Task item> Retype the records exactly, including every line.

─── Data excerpts

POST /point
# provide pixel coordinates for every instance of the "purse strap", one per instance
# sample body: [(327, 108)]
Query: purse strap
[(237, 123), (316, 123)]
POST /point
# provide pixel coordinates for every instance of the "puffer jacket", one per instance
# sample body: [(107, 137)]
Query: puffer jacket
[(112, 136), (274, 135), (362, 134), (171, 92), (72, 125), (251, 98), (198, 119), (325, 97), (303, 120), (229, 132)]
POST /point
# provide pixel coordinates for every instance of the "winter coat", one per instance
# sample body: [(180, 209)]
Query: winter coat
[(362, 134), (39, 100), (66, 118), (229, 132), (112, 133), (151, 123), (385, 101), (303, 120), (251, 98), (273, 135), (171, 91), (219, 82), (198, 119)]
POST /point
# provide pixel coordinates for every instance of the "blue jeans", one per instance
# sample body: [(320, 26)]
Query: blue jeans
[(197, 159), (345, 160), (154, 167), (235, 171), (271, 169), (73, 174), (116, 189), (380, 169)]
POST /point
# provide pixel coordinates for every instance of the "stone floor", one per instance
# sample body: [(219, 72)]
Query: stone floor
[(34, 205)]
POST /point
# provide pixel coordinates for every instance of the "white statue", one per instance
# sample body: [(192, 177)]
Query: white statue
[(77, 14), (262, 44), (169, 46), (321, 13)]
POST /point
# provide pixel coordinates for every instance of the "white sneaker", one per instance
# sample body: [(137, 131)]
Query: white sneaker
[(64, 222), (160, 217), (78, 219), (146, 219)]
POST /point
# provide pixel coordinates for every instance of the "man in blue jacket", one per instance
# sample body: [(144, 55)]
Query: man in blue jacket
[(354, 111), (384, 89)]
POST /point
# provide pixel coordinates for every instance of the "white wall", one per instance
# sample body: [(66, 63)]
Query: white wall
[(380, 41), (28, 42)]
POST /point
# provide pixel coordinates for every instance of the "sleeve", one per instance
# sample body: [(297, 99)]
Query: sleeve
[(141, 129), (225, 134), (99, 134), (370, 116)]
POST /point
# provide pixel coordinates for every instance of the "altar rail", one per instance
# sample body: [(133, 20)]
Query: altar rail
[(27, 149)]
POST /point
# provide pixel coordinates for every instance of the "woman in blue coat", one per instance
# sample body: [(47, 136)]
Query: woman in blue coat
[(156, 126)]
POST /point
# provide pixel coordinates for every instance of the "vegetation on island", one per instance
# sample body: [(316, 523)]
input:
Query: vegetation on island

──────

Response area>
POST /point
# provide pixel coordinates for every instance of the "purse strap", one per instance
# sample body: [(327, 108)]
Query: purse strap
[(237, 123), (316, 123)]
POST /point
# provide pixel coordinates for every instance of the "puffer jacket", one per instance
# sample body: [(107, 137)]
Query: puffer jacket
[(112, 136), (274, 135), (362, 134), (171, 92), (72, 125), (251, 98), (198, 119), (325, 97), (303, 120), (229, 132)]
POST /point
# provide pixel coordinates for every instance of the "winter coat", one per instance
# sample body: [(180, 209)]
Query: winter coat
[(362, 134), (39, 100), (66, 118), (229, 132), (112, 133), (151, 123), (385, 101), (303, 120), (251, 98), (273, 135), (171, 91), (219, 82), (198, 119)]
POST /point
# provide pixel coordinates for every instance of the "blue jeans", one per instance
# sample body: [(320, 26)]
Query: blue jeans
[(197, 159), (345, 160), (154, 167), (235, 171), (271, 169), (73, 174), (116, 189), (380, 169)]
POST /point
# provide pixel coordinates for every instance of the "stone floor", one per instance
# sample body: [(219, 72)]
Query: stone floor
[(34, 205)]
POST /point
# provide pixel coordinates for every instance of the "white statue", one per instance
# sample body: [(192, 177)]
Query: white statue
[(77, 14), (262, 44), (169, 46), (321, 13)]
POST /point
# provide pixel coordinates for every instance of the "white sneaker", one per instance
# sample body: [(137, 131)]
Query: white sneaker
[(64, 222), (160, 217), (78, 219), (146, 219)]
POST /point
# provide pixel coordinates for every instance of the "man in blue jacket", one per instance
# sample body: [(144, 55)]
Query: man in blue jacket
[(354, 111), (384, 89)]
POST /point
# provide pixel coordinates for every instance of the "white wall", one per instance
# sample body: [(66, 63)]
Query: white wall
[(380, 41), (28, 42)]
POST /point
# provide pixel coordinates for every instance of the "sleeve", one per instance
# sample body: [(297, 99)]
Query: sleeve
[(141, 129), (225, 134), (99, 134), (370, 116)]
POST /point
# provide pixel coordinates for every instance of the "altar rail", one per instance
# sample body: [(133, 20)]
Query: altar rail
[(27, 149)]
POST /point
# provide pixel coordinates for every instance of the "woman in blue coat", one per instance
# sample body: [(47, 136)]
Query: woman in blue coat
[(156, 126)]
POST /point
# provide pixel coordinates for every instance of the "vegetation on island", one per instance
# sample body: [(316, 523)]
input:
Query: vegetation on island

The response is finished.